• _BRIEF_
Copy the lines of the items word for word, starting with the line containing "Give the outline of every instance of the <item>blurred" and running through the end of the items.

[Outline records for named regions]
- - -

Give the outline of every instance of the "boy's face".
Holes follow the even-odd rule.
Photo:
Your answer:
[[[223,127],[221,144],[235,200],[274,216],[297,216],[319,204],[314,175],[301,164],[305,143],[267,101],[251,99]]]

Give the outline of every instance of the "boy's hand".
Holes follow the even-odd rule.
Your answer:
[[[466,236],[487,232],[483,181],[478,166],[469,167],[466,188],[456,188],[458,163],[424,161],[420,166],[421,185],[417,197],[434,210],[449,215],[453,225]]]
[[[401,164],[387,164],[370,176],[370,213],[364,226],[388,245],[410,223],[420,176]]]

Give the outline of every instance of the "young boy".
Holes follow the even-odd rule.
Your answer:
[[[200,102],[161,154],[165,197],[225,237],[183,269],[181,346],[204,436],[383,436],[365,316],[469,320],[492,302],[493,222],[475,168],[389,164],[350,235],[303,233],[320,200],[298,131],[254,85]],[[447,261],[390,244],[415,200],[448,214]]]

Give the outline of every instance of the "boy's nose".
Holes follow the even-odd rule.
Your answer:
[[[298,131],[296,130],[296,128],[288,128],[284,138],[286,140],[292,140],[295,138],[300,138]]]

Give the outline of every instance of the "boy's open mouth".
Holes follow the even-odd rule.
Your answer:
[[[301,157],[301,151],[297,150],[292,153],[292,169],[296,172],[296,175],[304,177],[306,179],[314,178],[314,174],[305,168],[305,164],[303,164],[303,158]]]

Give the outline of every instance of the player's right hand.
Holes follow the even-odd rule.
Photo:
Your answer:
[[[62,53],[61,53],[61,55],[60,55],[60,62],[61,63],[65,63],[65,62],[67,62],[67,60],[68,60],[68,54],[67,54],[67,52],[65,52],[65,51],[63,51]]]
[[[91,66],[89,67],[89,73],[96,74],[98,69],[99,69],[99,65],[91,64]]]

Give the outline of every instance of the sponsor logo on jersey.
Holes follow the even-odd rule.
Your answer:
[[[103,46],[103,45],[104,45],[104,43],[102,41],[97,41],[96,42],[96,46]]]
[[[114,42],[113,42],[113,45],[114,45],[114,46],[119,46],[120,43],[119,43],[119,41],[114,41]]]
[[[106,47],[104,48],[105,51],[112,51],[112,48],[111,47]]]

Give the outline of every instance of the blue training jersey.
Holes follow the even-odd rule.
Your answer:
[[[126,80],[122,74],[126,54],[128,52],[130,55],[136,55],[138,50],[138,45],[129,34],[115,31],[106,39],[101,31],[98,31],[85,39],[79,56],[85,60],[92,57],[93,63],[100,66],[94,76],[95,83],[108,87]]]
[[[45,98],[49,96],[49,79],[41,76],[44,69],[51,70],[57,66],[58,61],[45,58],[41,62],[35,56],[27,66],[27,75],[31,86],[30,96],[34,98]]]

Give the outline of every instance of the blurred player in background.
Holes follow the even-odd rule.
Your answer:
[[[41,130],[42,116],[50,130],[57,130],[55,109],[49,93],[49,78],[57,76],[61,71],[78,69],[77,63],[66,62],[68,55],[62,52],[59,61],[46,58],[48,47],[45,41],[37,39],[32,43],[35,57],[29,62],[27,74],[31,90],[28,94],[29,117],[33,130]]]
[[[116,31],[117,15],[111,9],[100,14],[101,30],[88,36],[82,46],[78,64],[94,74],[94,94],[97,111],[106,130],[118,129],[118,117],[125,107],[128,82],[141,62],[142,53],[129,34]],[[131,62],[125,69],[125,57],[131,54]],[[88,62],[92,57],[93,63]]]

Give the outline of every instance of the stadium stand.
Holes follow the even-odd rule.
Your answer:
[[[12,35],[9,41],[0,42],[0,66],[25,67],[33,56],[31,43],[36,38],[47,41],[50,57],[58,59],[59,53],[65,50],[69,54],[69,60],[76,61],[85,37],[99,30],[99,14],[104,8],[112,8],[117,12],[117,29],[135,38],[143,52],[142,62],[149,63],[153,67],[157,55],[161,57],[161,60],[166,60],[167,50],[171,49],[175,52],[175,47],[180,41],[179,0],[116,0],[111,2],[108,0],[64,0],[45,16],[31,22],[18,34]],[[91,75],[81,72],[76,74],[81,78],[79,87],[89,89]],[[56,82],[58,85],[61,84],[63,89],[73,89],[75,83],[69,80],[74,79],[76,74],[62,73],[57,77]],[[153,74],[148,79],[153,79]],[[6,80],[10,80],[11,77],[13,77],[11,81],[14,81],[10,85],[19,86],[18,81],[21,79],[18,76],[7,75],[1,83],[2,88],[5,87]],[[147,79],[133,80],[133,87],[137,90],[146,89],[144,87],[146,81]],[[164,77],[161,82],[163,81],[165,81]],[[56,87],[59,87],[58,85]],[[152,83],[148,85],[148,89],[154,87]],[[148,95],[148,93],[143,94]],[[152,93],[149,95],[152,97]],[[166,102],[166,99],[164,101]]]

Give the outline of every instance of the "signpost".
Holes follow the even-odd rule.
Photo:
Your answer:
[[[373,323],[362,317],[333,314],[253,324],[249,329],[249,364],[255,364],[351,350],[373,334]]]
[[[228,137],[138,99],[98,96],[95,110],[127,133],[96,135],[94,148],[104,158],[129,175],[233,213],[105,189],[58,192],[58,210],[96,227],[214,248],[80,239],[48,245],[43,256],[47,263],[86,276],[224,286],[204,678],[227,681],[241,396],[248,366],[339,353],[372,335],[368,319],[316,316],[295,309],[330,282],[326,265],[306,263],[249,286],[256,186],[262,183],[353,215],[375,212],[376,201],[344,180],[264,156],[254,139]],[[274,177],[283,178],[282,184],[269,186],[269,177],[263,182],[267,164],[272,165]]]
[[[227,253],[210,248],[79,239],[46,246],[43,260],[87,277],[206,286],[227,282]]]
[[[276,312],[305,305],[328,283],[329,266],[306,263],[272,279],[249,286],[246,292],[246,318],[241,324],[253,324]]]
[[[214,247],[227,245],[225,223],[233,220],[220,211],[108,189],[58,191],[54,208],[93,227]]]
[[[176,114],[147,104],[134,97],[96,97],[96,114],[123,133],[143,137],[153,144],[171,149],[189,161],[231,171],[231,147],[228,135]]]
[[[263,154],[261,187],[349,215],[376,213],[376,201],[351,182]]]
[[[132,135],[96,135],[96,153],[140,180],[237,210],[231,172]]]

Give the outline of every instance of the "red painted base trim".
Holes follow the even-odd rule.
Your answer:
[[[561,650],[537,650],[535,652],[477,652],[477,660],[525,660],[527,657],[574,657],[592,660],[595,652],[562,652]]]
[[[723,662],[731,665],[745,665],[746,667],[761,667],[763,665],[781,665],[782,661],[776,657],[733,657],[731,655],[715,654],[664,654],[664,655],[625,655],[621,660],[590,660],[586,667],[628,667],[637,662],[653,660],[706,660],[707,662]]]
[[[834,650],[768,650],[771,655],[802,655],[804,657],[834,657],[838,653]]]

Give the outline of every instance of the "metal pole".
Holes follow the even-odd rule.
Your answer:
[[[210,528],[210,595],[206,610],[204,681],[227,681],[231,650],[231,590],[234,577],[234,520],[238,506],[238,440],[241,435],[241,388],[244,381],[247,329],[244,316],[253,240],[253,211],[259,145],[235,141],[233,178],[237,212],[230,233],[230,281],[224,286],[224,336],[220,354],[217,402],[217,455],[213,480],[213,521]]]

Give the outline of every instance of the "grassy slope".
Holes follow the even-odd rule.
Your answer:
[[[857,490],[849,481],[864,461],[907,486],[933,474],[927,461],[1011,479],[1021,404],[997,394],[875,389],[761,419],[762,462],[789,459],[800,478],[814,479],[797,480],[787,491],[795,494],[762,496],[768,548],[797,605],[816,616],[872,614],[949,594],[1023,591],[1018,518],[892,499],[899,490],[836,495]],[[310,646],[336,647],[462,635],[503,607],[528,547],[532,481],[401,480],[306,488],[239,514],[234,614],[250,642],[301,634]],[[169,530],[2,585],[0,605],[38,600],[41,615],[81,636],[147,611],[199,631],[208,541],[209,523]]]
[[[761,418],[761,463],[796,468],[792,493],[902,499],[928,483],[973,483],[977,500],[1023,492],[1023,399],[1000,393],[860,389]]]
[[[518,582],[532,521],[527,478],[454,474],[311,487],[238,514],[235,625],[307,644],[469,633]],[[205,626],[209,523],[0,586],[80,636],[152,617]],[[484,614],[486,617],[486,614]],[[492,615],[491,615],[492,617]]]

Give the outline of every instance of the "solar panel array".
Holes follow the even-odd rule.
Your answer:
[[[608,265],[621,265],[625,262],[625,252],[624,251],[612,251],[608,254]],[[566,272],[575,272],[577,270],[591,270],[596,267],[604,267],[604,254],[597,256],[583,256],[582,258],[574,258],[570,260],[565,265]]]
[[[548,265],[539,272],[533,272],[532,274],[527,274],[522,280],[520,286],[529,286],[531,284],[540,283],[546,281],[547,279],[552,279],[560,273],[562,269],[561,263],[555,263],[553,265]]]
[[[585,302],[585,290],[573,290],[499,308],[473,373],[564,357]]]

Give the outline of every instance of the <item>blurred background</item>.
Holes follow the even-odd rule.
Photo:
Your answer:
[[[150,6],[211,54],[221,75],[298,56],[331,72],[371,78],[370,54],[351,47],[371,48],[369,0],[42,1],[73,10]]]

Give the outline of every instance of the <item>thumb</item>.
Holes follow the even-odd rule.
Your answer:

- - -

• _PROBLEM SOLUTION_
Give the outline of every instance of the <item>blurred background</item>.
Holes follow the even-odd rule.
Photo:
Your answer:
[[[150,6],[211,54],[221,75],[298,56],[331,72],[371,78],[370,54],[351,47],[371,48],[369,0],[42,1],[73,10]]]

Give the outline of every instance of the <item>thumb</item>.
Holes follow the even-odd rule.
Your answer:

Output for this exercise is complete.